● **TASK GOAL**: Please transcribe the listing that follows exactly; images are to be excluded.

========================================

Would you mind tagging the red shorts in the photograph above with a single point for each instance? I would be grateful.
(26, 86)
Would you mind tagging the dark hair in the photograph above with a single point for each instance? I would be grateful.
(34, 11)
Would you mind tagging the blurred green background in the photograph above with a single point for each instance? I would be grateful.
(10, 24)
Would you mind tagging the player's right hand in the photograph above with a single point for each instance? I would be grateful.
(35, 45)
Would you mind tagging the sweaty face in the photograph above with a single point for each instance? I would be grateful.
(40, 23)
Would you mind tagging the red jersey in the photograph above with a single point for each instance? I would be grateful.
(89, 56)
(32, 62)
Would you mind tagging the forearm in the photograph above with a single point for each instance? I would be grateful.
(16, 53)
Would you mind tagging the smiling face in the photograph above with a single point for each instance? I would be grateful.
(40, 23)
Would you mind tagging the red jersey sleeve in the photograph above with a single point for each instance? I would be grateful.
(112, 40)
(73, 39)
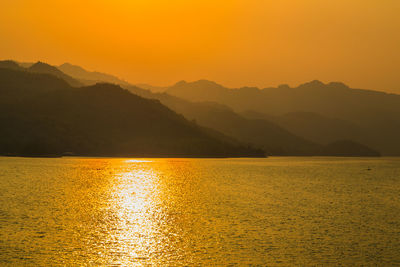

========================================

● **FINISHED EXERCISE**:
Would you mind tagging the red shorts in the photograph above with a single point for each instance? I would be grateful.
(26, 86)
Would you mind tagging the dark hair in the photograph above with a single point for each instance? I would be grateful.
(34, 11)
Would you mind tagging the blurred green background in the photograph above with a single point for each instance? I would be grateful.
(10, 24)
Would you mind tagging the player's right hand in the photograph above with a single point for each instance? I would be grateful.
(35, 45)
Would you mind tagging the sweaty face in the photograph above with a single point for each instance? I would be grateful.
(40, 23)
Would you mind tagging the red jersey in the photograph above with a single point for each instance? I would be grateful.
(89, 56)
(32, 62)
Would you mind tagging the forearm in the photograph above with a single point for each instance? I would be grateful.
(16, 53)
Would you mind tagging the smiling face in the photograph above with a single point for each instance? I would be grateful.
(40, 23)
Would you mind tagging the red jersey sleeve in the photograph above with a single point for each instance? I would be grateful.
(112, 40)
(73, 39)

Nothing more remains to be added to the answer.